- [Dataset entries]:
○ ○ ○ ○ ○
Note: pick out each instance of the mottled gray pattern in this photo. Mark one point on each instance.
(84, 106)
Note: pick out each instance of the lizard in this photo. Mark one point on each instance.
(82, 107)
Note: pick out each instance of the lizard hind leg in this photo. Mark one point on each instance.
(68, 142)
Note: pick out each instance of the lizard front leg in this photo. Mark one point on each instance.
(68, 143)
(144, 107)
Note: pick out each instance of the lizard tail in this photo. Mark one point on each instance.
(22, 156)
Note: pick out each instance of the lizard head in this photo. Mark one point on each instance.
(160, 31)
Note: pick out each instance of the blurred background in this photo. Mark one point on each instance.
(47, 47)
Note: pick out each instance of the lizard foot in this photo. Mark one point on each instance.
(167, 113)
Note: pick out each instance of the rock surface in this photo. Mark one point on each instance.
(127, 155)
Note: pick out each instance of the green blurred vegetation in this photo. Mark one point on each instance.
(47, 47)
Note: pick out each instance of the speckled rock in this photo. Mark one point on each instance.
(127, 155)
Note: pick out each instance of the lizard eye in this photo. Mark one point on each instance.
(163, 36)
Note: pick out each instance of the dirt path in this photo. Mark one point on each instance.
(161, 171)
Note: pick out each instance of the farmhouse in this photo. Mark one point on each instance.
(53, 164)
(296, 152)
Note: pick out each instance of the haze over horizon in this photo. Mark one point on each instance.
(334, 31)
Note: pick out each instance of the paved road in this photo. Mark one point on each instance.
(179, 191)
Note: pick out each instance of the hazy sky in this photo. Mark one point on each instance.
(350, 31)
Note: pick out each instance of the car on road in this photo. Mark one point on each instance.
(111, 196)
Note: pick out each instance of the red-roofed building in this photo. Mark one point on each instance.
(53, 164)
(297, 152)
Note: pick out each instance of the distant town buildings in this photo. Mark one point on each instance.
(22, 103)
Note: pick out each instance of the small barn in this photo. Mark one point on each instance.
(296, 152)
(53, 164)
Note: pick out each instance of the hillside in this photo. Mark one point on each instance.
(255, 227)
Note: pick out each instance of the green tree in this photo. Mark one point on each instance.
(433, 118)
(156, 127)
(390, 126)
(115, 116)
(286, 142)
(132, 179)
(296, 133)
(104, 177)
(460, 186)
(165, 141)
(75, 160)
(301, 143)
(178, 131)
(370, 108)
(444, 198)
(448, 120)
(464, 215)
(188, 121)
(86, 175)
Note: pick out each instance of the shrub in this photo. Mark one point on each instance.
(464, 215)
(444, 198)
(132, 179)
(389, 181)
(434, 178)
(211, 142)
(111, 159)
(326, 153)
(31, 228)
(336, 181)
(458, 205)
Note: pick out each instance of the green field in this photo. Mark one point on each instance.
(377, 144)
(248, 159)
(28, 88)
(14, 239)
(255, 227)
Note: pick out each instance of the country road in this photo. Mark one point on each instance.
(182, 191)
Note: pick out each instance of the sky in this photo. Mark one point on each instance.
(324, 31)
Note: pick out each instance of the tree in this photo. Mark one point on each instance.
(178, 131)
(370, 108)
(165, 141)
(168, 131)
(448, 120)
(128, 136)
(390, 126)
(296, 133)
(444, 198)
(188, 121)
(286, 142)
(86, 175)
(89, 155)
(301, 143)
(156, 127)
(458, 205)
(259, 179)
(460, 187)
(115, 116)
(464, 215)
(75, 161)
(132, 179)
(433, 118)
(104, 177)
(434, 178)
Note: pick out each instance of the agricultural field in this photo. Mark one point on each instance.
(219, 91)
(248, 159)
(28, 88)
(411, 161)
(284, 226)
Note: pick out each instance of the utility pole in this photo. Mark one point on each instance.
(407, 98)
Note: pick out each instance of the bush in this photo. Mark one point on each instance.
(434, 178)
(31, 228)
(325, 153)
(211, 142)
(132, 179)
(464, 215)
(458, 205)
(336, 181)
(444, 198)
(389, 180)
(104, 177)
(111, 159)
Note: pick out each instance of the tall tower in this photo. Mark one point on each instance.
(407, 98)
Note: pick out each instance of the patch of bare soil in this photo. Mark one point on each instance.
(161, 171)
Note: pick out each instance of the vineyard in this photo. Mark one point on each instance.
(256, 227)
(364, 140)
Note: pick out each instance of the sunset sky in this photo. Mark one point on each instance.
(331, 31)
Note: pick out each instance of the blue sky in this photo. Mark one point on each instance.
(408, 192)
○ ○ ○ ○ ○
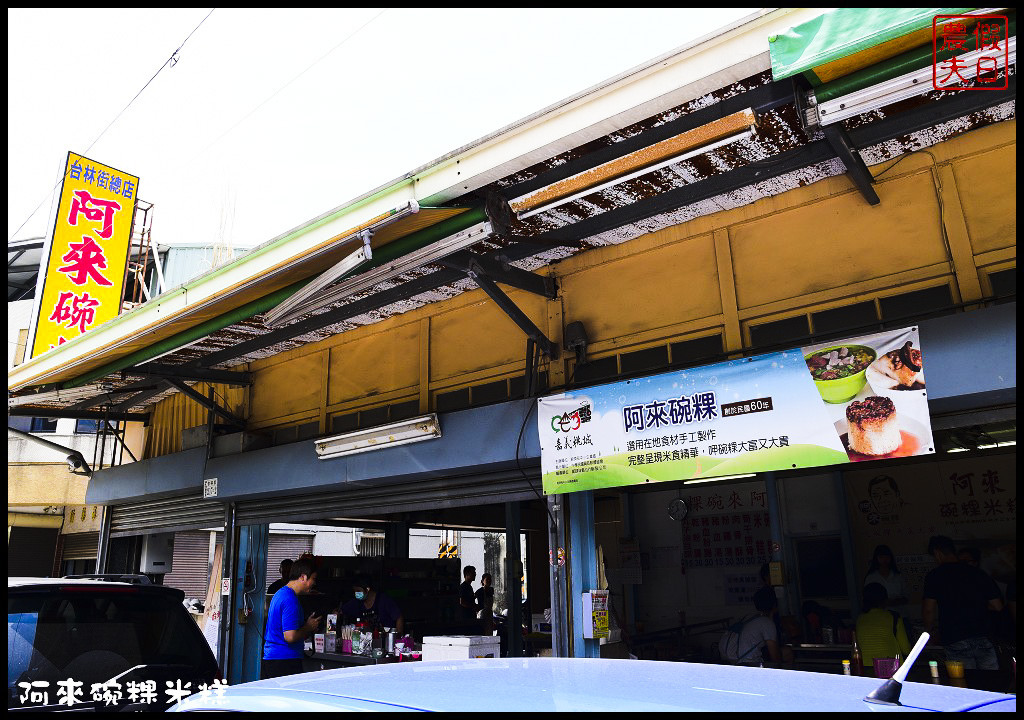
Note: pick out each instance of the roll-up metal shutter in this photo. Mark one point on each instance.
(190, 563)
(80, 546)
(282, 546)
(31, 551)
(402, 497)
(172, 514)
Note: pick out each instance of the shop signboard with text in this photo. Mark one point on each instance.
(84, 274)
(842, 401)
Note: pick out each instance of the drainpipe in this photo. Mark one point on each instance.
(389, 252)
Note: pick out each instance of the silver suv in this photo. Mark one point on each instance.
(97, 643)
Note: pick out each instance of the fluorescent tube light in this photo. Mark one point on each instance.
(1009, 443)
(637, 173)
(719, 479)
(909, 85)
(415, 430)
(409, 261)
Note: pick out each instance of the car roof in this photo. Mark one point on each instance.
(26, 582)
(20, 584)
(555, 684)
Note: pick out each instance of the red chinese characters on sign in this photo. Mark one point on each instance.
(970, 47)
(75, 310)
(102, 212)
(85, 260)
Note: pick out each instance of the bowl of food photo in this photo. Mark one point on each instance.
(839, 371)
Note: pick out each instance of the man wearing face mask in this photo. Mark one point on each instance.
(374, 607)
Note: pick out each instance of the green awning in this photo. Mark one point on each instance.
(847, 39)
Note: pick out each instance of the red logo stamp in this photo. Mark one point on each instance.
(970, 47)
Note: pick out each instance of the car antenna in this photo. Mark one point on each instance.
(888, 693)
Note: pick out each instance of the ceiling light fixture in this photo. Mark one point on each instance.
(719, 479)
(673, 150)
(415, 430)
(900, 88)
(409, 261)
○ ○ ○ ○ ○
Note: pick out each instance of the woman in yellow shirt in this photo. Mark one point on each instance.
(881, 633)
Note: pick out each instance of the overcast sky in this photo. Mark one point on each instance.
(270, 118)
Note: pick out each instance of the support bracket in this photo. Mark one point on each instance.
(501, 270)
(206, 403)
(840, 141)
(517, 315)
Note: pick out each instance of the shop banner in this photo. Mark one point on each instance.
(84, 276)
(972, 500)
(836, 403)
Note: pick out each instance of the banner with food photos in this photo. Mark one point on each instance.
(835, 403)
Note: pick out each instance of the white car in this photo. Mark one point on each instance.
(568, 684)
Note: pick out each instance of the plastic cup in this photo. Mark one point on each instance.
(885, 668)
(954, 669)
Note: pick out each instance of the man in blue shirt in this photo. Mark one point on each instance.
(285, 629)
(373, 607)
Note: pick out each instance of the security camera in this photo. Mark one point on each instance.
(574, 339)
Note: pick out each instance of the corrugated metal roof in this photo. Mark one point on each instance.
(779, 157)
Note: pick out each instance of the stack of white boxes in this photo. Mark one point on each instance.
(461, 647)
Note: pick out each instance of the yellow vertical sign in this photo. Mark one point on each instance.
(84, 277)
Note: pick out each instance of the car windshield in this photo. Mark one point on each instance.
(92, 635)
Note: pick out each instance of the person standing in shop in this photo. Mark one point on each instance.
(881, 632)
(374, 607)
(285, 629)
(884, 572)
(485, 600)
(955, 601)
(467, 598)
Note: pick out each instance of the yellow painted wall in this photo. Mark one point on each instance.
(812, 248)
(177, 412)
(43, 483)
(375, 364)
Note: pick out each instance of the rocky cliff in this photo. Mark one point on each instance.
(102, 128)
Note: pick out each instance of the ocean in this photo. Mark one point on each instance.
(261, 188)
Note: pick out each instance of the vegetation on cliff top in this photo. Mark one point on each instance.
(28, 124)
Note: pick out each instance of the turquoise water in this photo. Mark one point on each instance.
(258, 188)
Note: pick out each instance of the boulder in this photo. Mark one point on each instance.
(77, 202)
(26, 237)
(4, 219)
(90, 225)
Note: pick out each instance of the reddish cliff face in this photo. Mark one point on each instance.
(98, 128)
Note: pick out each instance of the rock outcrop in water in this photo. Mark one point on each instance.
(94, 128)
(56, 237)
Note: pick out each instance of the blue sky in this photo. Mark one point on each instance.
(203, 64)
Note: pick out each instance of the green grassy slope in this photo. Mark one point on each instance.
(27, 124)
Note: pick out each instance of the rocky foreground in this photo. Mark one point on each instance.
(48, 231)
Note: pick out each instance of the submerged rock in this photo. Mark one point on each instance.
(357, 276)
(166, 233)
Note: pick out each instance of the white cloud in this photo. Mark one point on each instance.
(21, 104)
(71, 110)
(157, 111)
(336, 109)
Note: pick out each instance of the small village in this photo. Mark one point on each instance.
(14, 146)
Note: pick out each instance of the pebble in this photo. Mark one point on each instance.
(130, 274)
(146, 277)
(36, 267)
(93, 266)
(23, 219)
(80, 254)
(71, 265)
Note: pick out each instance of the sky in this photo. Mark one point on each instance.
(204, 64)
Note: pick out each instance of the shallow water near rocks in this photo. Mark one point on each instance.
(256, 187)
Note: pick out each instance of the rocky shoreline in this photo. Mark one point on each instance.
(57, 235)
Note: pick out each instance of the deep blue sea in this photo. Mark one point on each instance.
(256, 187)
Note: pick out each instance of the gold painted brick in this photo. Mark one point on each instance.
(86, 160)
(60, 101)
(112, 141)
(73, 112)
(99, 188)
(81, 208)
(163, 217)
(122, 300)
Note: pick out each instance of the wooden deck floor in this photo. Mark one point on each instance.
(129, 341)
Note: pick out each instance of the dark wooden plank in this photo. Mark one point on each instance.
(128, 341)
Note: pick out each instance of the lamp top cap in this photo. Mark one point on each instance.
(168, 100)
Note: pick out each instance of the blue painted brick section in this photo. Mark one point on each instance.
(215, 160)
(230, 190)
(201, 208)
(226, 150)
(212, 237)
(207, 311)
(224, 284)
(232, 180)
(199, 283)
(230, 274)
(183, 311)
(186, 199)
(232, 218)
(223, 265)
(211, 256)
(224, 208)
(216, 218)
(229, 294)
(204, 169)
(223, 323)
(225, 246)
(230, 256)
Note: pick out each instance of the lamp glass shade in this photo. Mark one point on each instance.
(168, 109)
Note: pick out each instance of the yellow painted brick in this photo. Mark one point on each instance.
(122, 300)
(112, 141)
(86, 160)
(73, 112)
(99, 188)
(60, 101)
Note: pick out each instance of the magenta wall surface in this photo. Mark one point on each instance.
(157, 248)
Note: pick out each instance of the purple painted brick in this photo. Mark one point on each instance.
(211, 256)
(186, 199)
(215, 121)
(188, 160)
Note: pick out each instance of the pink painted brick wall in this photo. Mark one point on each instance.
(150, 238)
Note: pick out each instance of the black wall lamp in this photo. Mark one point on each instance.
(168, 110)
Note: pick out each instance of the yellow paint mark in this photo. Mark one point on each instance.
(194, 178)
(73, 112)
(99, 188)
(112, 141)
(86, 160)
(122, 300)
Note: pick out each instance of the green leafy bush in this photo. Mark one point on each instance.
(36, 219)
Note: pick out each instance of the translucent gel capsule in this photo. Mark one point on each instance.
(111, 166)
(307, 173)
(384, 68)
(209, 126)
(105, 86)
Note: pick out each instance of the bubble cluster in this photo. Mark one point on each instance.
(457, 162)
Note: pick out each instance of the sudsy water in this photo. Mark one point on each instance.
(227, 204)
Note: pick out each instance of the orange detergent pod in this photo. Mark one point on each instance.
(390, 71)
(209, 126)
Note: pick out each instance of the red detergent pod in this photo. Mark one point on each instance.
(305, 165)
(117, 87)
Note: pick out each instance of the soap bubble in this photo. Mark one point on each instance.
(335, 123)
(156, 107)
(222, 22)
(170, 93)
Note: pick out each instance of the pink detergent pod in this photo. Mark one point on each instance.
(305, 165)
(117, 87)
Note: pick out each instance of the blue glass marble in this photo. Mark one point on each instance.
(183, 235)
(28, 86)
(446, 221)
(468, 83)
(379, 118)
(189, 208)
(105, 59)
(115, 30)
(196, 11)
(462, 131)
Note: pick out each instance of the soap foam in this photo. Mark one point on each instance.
○ ○ ○ ○ ○
- [DIRECTIONS FOR THIS TASK]:
Retype exactly the lines above, from the one with "Note: pick out each instance of the orange" through the one with "Note: pick out each instance of the soap foam", inclusive.

- [WRITTEN ANSWER]:
Note: pick out each instance of the orange detergent pod in this photo. Mark one point on each instance.
(390, 71)
(209, 126)
Note: pick out each instance of the red detergent pod in this photo. Mark one point on each instance.
(305, 165)
(117, 87)
Note: pick out each instance of the soap bubble in this photo. Mark one point on each instance.
(335, 123)
(156, 107)
(222, 22)
(170, 93)
Note: pick out each instance of the pink detergent pod in this photo. Mark one point on each instance.
(305, 165)
(117, 87)
Note: pick out each instance of the blue glass marble in this photo. Mark one point on each instance.
(183, 235)
(28, 86)
(446, 221)
(468, 83)
(379, 118)
(189, 208)
(105, 59)
(115, 30)
(196, 11)
(462, 131)
Note: pick out each instance of the soap foam in this photo. Mark one point on each instance.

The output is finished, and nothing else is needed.